Format the material below as a JSON list of strings, one string per line, and leave out any blank lines.

__________________________________________________

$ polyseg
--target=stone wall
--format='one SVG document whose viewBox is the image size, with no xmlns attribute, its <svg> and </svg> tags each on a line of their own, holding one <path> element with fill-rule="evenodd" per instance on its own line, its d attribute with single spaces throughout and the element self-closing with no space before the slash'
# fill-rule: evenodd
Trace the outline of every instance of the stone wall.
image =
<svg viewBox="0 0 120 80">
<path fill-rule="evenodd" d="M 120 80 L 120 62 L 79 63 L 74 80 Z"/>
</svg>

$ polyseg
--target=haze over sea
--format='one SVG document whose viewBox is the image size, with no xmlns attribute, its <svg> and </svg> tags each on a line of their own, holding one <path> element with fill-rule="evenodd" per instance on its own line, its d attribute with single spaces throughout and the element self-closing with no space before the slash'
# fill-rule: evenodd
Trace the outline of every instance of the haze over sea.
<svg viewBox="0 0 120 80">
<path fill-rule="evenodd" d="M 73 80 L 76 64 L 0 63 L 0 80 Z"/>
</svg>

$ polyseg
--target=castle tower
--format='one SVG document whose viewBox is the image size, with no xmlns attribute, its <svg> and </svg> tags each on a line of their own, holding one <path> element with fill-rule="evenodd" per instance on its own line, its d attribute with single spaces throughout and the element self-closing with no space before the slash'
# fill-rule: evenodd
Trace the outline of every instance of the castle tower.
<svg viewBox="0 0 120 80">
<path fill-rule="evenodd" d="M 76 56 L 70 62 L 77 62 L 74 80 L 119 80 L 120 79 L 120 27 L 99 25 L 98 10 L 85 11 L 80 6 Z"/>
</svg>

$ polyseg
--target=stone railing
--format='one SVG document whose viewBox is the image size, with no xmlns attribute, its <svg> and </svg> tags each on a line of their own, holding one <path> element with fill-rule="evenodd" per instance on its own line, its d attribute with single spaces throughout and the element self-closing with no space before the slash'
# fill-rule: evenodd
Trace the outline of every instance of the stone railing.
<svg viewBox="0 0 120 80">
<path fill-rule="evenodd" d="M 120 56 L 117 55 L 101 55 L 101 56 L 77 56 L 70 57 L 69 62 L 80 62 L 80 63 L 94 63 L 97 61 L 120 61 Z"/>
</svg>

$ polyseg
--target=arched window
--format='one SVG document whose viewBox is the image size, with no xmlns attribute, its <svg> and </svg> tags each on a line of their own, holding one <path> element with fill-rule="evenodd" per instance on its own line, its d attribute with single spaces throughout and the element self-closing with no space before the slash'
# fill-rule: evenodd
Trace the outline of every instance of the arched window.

__________________________________________________

== ANSWER ==
[
  "$ polyseg",
  "--target=stone wall",
  "--format='one SVG document whose viewBox is the image size, with no xmlns attribute, its <svg> and </svg> tags each on a line of their own, holding one <path> element with fill-rule=\"evenodd\" per instance on its own line, its d attribute with single spaces throughout and the element self-closing with no space before the slash'",
  "# fill-rule: evenodd",
  "Trace the outline of every instance of the stone wall.",
  "image =",
  "<svg viewBox=\"0 0 120 80\">",
  "<path fill-rule=\"evenodd\" d=\"M 120 80 L 120 62 L 79 63 L 74 80 Z\"/>",
  "</svg>",
  "$ polyseg",
  "--target=haze over sea",
  "--format='one SVG document whose viewBox is the image size, with no xmlns attribute, its <svg> and </svg> tags each on a line of their own, holding one <path> element with fill-rule=\"evenodd\" per instance on its own line, its d attribute with single spaces throughout and the element self-closing with no space before the slash'",
  "# fill-rule: evenodd",
  "Trace the outline of every instance of the haze over sea.",
  "<svg viewBox=\"0 0 120 80\">",
  "<path fill-rule=\"evenodd\" d=\"M 73 80 L 76 64 L 0 63 L 0 80 Z\"/>",
  "</svg>",
  "$ polyseg",
  "--target=castle tower",
  "--format='one SVG document whose viewBox is the image size, with no xmlns attribute, its <svg> and </svg> tags each on a line of their own, holding one <path> element with fill-rule=\"evenodd\" per instance on its own line, its d attribute with single spaces throughout and the element self-closing with no space before the slash'",
  "# fill-rule: evenodd",
  "Trace the outline of every instance of the castle tower.",
  "<svg viewBox=\"0 0 120 80\">",
  "<path fill-rule=\"evenodd\" d=\"M 76 56 L 70 62 L 77 62 L 74 80 L 119 80 L 120 79 L 120 27 L 99 25 L 98 10 L 85 11 L 80 6 Z\"/>",
  "</svg>",
  "$ polyseg",
  "--target=stone railing",
  "--format='one SVG document whose viewBox is the image size, with no xmlns attribute, its <svg> and </svg> tags each on a line of their own, holding one <path> element with fill-rule=\"evenodd\" per instance on its own line, its d attribute with single spaces throughout and the element self-closing with no space before the slash'",
  "# fill-rule: evenodd",
  "Trace the outline of every instance of the stone railing.",
  "<svg viewBox=\"0 0 120 80\">",
  "<path fill-rule=\"evenodd\" d=\"M 120 56 L 117 55 L 101 55 L 101 56 L 77 56 L 70 57 L 69 62 L 80 62 L 80 63 L 94 63 L 97 61 L 120 61 Z\"/>",
  "</svg>",
  "$ polyseg",
  "--target=arched window",
  "--format='one SVG document whose viewBox is the image size, with no xmlns attribute, its <svg> and </svg> tags each on a line of their own, holding one <path> element with fill-rule=\"evenodd\" per instance on its own line, its d attribute with single spaces throughout and the element self-closing with no space before the slash'",
  "# fill-rule: evenodd",
  "Trace the outline of every instance of the arched window."
]